OBJECTIVE >> Resize the stretch of records from the line containing "Extract tiled roof from this picture." through the line containing "318;0;537;140", and give back only those lines, requests included. Multiply every box coordinate in the answers by 0.55 and round each to a whole number, with halves going up.

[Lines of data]
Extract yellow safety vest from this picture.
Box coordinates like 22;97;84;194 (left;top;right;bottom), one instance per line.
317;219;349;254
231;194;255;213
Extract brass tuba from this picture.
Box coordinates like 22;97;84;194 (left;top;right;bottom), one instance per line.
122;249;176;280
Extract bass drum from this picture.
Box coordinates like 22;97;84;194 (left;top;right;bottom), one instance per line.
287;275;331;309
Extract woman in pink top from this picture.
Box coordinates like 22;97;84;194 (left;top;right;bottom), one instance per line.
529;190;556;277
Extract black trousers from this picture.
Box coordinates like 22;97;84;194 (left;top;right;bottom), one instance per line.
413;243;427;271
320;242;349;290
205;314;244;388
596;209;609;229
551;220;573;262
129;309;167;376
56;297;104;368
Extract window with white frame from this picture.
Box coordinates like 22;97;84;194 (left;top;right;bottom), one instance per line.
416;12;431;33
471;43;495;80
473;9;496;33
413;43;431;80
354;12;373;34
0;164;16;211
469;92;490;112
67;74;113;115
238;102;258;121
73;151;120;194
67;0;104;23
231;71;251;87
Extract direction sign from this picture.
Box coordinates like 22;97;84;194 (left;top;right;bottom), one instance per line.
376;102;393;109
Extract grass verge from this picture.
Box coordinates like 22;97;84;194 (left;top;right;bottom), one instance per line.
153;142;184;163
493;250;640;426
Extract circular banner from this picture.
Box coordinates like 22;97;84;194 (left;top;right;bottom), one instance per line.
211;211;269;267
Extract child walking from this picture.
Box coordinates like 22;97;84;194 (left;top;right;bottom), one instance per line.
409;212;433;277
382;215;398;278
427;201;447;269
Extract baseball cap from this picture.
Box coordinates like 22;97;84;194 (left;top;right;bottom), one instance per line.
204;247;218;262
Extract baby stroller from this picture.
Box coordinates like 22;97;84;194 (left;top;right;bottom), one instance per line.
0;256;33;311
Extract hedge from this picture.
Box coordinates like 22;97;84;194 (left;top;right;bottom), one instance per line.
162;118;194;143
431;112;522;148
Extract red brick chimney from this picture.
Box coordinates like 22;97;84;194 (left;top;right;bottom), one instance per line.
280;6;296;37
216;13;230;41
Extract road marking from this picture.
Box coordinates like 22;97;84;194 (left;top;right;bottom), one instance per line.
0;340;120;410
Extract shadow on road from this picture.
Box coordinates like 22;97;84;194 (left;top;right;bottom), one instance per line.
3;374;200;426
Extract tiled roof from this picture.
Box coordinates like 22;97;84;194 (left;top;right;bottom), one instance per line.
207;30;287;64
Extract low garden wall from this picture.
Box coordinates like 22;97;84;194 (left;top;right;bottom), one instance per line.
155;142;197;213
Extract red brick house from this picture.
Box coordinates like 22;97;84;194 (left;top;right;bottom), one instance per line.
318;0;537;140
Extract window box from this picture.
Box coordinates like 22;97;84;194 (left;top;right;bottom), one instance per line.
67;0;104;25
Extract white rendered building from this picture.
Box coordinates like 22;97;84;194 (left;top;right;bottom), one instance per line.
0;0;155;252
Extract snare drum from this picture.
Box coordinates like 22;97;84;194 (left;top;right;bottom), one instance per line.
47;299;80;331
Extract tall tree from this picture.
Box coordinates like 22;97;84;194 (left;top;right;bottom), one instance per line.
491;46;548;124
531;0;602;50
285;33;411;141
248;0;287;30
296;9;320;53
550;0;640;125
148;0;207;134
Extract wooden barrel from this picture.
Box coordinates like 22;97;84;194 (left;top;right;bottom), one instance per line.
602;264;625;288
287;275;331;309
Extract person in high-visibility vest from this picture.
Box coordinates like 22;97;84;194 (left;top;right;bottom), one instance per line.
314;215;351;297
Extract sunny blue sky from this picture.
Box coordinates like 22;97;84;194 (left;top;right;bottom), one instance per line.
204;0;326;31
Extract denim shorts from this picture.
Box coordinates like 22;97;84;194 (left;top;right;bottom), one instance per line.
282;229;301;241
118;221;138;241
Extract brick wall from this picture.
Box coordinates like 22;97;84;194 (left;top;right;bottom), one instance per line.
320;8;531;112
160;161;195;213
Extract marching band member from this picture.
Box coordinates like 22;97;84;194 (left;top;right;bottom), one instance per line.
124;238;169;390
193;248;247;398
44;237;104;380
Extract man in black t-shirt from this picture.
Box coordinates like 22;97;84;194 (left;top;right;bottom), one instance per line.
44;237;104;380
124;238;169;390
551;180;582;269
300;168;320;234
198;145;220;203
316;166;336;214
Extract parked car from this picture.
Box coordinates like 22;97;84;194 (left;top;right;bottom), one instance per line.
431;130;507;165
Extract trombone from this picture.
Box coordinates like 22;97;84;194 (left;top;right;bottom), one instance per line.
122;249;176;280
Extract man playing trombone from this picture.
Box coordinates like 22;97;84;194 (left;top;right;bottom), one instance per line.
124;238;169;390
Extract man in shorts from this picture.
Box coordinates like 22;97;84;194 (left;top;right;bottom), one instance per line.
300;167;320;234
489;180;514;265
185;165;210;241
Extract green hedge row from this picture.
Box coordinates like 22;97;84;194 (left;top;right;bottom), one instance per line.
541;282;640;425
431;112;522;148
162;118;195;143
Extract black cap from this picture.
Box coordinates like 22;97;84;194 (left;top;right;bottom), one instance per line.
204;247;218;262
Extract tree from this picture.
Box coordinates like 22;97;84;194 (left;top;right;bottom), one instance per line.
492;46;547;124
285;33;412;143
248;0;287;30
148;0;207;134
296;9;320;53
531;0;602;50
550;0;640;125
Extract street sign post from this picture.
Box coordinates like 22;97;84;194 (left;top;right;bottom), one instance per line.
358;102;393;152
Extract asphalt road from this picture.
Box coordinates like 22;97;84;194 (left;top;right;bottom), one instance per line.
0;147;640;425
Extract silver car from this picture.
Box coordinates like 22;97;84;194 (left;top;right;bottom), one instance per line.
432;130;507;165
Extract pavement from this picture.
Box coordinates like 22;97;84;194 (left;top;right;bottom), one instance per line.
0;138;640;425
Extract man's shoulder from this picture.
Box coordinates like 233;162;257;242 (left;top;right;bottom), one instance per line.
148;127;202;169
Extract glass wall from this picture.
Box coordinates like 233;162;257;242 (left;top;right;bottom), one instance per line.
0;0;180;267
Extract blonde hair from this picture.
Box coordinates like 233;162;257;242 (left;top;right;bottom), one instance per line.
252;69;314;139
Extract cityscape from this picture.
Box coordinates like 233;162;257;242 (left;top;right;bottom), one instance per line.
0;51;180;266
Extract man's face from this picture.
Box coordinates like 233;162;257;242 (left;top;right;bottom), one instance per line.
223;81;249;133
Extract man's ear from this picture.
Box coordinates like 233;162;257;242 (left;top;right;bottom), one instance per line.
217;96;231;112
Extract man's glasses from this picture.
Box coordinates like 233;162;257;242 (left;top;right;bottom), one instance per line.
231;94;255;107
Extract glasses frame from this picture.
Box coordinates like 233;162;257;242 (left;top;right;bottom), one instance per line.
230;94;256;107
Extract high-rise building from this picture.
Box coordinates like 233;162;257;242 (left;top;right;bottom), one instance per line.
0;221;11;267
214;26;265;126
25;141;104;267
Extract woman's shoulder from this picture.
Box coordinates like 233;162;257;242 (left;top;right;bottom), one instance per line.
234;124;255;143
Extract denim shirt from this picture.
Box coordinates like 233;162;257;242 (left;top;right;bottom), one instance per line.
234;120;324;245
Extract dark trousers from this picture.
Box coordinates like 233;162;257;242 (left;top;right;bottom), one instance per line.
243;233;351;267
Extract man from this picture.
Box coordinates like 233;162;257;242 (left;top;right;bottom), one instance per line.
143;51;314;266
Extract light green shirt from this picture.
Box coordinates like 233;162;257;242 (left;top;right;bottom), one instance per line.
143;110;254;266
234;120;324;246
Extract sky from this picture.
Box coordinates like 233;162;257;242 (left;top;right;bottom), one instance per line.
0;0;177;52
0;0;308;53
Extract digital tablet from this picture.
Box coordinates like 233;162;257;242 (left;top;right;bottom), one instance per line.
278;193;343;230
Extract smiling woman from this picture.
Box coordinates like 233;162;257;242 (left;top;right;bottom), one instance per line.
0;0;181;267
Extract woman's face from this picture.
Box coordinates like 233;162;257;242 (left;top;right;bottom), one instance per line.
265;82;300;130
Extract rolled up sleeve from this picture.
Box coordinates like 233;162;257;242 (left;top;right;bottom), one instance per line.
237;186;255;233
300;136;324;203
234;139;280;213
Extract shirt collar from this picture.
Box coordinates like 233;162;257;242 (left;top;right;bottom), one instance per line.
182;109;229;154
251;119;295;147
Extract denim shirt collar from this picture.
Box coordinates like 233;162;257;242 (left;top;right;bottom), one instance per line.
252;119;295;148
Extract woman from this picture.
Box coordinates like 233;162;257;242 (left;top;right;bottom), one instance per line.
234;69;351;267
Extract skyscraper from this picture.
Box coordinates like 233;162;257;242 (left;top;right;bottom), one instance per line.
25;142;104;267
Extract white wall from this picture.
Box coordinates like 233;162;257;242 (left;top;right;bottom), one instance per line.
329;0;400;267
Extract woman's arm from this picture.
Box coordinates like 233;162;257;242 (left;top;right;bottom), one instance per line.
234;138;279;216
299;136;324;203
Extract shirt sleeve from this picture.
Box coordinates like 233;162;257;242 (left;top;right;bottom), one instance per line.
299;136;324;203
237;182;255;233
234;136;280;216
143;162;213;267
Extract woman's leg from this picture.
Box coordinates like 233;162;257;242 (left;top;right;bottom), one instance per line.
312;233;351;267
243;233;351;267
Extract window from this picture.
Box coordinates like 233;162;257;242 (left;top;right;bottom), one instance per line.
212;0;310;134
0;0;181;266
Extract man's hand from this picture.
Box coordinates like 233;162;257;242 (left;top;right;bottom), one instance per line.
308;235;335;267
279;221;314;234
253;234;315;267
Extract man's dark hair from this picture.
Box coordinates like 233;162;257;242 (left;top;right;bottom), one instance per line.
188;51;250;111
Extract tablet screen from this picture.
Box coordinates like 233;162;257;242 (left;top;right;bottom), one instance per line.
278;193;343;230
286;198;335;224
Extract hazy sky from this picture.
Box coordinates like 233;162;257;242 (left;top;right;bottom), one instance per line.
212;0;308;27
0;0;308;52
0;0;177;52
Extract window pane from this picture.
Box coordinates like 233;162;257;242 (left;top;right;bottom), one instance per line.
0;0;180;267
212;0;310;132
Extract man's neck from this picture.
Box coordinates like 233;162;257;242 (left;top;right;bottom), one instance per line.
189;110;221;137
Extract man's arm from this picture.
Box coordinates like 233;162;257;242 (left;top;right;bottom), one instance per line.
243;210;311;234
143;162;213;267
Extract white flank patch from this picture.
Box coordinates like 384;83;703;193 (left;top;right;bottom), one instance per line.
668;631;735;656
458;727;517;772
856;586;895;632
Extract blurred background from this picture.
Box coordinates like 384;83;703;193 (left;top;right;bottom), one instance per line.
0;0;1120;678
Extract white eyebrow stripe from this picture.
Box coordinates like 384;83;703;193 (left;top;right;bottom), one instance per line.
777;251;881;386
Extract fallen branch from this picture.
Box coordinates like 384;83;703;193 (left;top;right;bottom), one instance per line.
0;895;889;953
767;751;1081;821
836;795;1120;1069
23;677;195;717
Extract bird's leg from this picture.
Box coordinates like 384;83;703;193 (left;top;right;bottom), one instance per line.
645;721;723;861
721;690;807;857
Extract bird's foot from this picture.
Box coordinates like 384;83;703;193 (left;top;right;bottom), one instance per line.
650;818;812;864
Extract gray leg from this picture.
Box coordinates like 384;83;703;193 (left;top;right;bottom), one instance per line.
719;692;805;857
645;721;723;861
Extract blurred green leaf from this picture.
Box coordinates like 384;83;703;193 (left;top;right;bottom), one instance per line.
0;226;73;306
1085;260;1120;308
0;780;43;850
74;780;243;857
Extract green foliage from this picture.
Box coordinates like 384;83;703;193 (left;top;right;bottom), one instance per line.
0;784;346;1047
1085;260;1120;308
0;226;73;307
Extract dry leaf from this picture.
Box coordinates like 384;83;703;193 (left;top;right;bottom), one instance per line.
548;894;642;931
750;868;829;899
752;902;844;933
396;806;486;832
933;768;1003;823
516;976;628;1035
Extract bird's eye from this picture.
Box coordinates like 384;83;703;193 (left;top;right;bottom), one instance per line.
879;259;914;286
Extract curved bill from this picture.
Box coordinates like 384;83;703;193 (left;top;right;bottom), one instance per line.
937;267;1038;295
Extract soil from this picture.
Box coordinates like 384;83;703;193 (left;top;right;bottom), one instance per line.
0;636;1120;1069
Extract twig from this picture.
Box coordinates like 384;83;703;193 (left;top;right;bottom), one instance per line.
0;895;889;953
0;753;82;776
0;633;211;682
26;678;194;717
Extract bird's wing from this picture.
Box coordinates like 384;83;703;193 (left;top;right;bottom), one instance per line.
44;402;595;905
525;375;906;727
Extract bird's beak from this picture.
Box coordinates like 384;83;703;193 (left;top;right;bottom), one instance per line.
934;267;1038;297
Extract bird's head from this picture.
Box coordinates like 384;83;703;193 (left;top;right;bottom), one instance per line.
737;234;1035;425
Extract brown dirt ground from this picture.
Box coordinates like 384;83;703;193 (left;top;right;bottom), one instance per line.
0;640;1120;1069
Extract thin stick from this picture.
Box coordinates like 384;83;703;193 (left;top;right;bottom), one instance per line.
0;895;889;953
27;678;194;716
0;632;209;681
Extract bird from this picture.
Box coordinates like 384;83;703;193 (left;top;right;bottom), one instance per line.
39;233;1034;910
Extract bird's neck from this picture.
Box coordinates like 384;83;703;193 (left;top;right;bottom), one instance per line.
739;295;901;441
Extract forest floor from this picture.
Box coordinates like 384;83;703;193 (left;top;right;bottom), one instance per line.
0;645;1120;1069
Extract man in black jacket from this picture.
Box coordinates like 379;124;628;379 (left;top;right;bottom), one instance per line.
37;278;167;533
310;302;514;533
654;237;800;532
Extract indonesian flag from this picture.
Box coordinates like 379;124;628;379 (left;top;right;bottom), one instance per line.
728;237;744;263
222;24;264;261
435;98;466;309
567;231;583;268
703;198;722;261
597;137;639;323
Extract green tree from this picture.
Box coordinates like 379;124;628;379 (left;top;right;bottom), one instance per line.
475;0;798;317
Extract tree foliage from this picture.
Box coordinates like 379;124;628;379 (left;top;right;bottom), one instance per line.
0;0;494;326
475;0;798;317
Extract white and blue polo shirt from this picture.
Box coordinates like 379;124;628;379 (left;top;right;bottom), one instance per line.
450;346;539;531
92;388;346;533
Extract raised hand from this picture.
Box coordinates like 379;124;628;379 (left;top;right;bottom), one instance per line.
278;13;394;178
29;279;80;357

SOLUTION TO THIS TASK >>
Extract tiled roof from this picture.
Box coordinates like 22;97;84;194 (left;top;right;bottom), one instance per line.
114;17;158;35
Extract low garden wall from this picture.
Box coordinates like 22;97;84;194 (left;top;right;bottom), one instance per line.
85;78;108;117
Extract red brick house from this picture.
Box coordinates like 22;97;84;194 (left;top;right;bottom), one instance per line.
175;0;295;77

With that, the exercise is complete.